Give the material again in full, matching it exactly.

— START OF Raw records —

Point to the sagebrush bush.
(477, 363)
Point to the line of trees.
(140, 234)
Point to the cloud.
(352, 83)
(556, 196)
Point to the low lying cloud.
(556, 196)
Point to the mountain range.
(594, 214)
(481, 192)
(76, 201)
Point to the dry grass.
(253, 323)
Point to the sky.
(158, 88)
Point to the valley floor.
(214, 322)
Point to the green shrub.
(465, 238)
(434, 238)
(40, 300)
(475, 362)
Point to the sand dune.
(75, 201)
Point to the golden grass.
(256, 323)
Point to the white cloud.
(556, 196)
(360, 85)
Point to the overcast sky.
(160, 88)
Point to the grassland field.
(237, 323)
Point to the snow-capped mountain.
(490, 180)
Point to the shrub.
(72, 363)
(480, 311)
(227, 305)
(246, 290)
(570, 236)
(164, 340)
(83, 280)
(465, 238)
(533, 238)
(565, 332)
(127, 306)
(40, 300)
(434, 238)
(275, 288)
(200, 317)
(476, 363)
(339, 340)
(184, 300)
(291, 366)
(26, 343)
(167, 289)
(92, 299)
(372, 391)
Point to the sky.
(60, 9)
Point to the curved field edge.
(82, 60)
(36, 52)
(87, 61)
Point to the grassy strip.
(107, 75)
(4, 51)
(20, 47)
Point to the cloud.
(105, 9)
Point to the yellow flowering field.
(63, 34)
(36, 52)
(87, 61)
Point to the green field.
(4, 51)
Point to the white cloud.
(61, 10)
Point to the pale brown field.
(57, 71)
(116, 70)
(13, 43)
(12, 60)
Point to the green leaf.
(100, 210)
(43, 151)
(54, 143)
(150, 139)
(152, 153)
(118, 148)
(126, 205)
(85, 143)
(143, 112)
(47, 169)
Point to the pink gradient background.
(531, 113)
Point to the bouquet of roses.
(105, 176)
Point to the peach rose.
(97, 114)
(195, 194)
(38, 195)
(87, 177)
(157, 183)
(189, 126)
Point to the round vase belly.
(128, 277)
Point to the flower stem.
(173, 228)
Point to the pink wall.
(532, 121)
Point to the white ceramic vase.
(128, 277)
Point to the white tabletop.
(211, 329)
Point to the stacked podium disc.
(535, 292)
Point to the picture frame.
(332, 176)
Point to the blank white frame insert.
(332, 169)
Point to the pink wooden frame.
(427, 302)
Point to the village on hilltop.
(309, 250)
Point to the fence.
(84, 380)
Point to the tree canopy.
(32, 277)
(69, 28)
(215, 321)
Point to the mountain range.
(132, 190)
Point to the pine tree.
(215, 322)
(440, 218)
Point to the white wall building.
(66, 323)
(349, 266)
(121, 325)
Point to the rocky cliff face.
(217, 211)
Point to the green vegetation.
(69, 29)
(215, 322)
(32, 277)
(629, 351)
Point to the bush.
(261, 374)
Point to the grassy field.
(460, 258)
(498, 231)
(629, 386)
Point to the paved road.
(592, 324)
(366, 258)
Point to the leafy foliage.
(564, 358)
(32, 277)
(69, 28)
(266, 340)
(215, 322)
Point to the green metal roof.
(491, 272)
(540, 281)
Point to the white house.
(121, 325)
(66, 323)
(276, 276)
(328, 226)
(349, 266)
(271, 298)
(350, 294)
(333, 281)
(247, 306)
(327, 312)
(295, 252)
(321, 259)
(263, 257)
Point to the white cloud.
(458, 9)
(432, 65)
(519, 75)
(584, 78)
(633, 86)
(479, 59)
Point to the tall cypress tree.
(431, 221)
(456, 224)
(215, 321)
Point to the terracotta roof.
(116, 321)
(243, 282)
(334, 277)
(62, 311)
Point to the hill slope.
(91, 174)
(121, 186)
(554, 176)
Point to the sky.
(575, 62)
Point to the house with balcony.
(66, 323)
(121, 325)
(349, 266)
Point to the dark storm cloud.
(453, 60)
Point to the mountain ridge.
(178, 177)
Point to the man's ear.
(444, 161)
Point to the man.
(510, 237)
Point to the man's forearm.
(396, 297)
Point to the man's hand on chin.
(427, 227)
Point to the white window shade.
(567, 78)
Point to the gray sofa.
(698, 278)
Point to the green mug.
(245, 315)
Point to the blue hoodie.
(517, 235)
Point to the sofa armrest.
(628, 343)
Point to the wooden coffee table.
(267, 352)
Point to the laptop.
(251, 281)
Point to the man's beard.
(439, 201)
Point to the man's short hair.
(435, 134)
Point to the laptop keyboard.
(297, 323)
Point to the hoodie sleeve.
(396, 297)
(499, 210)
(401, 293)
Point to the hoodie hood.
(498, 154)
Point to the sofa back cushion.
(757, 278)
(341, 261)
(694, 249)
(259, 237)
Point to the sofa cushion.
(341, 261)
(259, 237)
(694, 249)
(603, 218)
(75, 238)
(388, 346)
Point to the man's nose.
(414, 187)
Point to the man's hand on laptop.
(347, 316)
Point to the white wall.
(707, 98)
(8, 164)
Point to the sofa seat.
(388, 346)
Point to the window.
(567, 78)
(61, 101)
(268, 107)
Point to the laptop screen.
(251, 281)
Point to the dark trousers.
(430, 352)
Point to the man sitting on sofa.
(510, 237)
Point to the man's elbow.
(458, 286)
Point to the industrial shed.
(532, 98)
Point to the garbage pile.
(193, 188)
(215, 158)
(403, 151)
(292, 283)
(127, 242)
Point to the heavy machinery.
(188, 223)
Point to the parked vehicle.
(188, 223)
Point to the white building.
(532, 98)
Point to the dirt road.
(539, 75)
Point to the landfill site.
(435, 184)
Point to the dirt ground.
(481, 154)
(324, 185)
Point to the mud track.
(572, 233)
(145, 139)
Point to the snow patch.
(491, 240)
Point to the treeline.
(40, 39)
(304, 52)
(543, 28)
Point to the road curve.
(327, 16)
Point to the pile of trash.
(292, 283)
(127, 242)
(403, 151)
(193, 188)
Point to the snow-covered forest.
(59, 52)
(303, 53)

— END OF Raw records —

→ Answer
Point to the sagebrush bush.
(477, 363)
Point to the line of trees.
(140, 234)
Point to the cloud.
(352, 83)
(556, 196)
Point to the low lying cloud.
(556, 196)
Point to the mountain range.
(594, 214)
(481, 192)
(76, 201)
Point to the dry grass.
(253, 323)
Point to the sky.
(158, 88)
Point to the valley floor.
(214, 322)
Point to the green shrub.
(465, 238)
(434, 238)
(40, 300)
(475, 362)
Point to the sand dune.
(75, 201)
Point to the golden grass.
(256, 323)
Point to the white cloud.
(556, 196)
(360, 85)
Point to the overcast sky.
(160, 88)
Point to the grassland field.
(237, 323)
Point to the snow-capped mountain.
(490, 180)
Point to the shrub.
(72, 363)
(480, 311)
(227, 305)
(246, 290)
(570, 236)
(164, 340)
(83, 280)
(465, 238)
(533, 238)
(565, 332)
(127, 306)
(40, 300)
(434, 238)
(275, 288)
(200, 317)
(476, 363)
(339, 340)
(184, 300)
(291, 366)
(26, 343)
(167, 289)
(92, 299)
(372, 391)
Point to the sky.
(60, 9)
Point to the curved field edge.
(82, 60)
(36, 52)
(87, 61)
Point to the grassy strip.
(107, 75)
(4, 51)
(20, 47)
Point to the cloud.
(105, 9)
Point to the yellow flowering field.
(63, 34)
(36, 52)
(87, 61)
Point to the green field.
(4, 51)
Point to the white cloud.
(61, 10)
Point to the pale brown field.
(57, 71)
(116, 70)
(13, 43)
(12, 60)
Point to the green leaf.
(100, 210)
(43, 151)
(54, 143)
(150, 139)
(152, 153)
(118, 148)
(126, 205)
(85, 143)
(143, 112)
(47, 169)
Point to the pink gradient background.
(531, 113)
Point to the bouquet of roses.
(105, 176)
Point to the peach rose.
(97, 114)
(195, 194)
(38, 195)
(87, 177)
(157, 183)
(189, 126)
Point to the round vase belly.
(128, 277)
Point to the flower stem.
(173, 228)
Point to the pink wall.
(532, 121)
Point to the white ceramic vase.
(128, 277)
Point to the white tabletop.
(211, 329)
Point to the stacked podium disc.
(535, 292)
Point to the picture frame.
(332, 176)
Point to the blank white frame insert.
(332, 169)
Point to the pink wooden frame.
(427, 302)
Point to the village on hilltop.
(309, 250)
Point to the fence.
(84, 380)
Point to the tree canopy.
(32, 277)
(69, 28)
(215, 321)
Point to the mountain range.
(132, 190)
Point to the pine tree.
(215, 322)
(440, 218)
Point to the white wall building.
(66, 323)
(349, 266)
(121, 325)
Point to the rocky cliff face.
(217, 211)
Point to the green vegetation.
(69, 29)
(215, 322)
(32, 277)
(629, 351)
Point to the bush.
(261, 374)
Point to the grassy field.
(460, 258)
(498, 231)
(629, 386)
Point to the paved road.
(592, 324)
(366, 258)
Point to the leafy foliage.
(564, 358)
(32, 277)
(69, 28)
(266, 340)
(215, 322)
Point to the green metal roof.
(491, 272)
(540, 281)
Point to the white house.
(121, 325)
(66, 323)
(276, 276)
(328, 226)
(349, 266)
(271, 298)
(350, 294)
(333, 281)
(247, 306)
(327, 312)
(295, 252)
(321, 259)
(263, 257)
Point to the white cloud.
(458, 9)
(432, 65)
(519, 75)
(584, 78)
(633, 86)
(479, 59)
Point to the tall cypress tree.
(431, 221)
(456, 224)
(215, 321)
Point to the terracotta roof.
(116, 321)
(243, 282)
(334, 277)
(62, 311)
Point to the hill slope.
(91, 174)
(121, 186)
(554, 176)
Point to the sky.
(575, 62)
Point to the house with balcony.
(66, 323)
(121, 325)
(349, 266)
Point to the dark storm cloud.
(453, 60)
Point to the mountain ridge.
(178, 177)
Point to the man's ear.
(444, 161)
Point to the man.
(510, 237)
Point to the man's forearm.
(396, 297)
Point to the man's hand on chin.
(427, 227)
Point to the white window shade.
(567, 78)
Point to the gray sofa.
(698, 278)
Point to the green mug.
(245, 315)
Point to the blue hoodie.
(517, 235)
Point to the sofa armrest.
(628, 343)
Point to the wooden coffee table.
(267, 352)
Point to the laptop.
(251, 281)
Point to the man's beard.
(439, 201)
Point to the man's short hair.
(435, 134)
Point to the laptop keyboard.
(297, 323)
Point to the hoodie sleeve.
(396, 297)
(499, 210)
(401, 293)
Point to the hoodie hood.
(498, 154)
Point to the sofa back cushion.
(757, 278)
(341, 261)
(694, 249)
(259, 237)
Point to the sofa cushion.
(341, 261)
(259, 237)
(694, 249)
(603, 218)
(75, 238)
(388, 346)
Point to the man's nose.
(414, 187)
Point to the man's hand on laptop.
(347, 316)
Point to the white wall.
(707, 98)
(8, 164)
Point to the sofa seat.
(388, 346)
Point to the window.
(567, 78)
(61, 101)
(268, 107)
Point to the laptop screen.
(251, 281)
Point to the dark trousers.
(430, 352)
Point to the man sitting on sofa.
(510, 237)
Point to the man's elbow.
(458, 286)
Point to the industrial shed.
(532, 98)
Point to the garbage pile.
(193, 188)
(215, 158)
(403, 151)
(292, 283)
(127, 242)
Point to the heavy machinery.
(188, 223)
Point to the parked vehicle.
(188, 223)
Point to the white building.
(532, 98)
Point to the dirt road.
(539, 75)
Point to the landfill site.
(435, 184)
Point to the dirt ground.
(481, 154)
(324, 185)
Point to the mud track.
(572, 233)
(145, 139)
Point to the snow patch.
(491, 240)
Point to the treeline.
(40, 39)
(304, 52)
(543, 28)
Point to the road curve.
(327, 16)
Point to the pile of trash.
(292, 283)
(127, 242)
(403, 151)
(193, 188)
Point to the snow-covered forest.
(59, 52)
(303, 53)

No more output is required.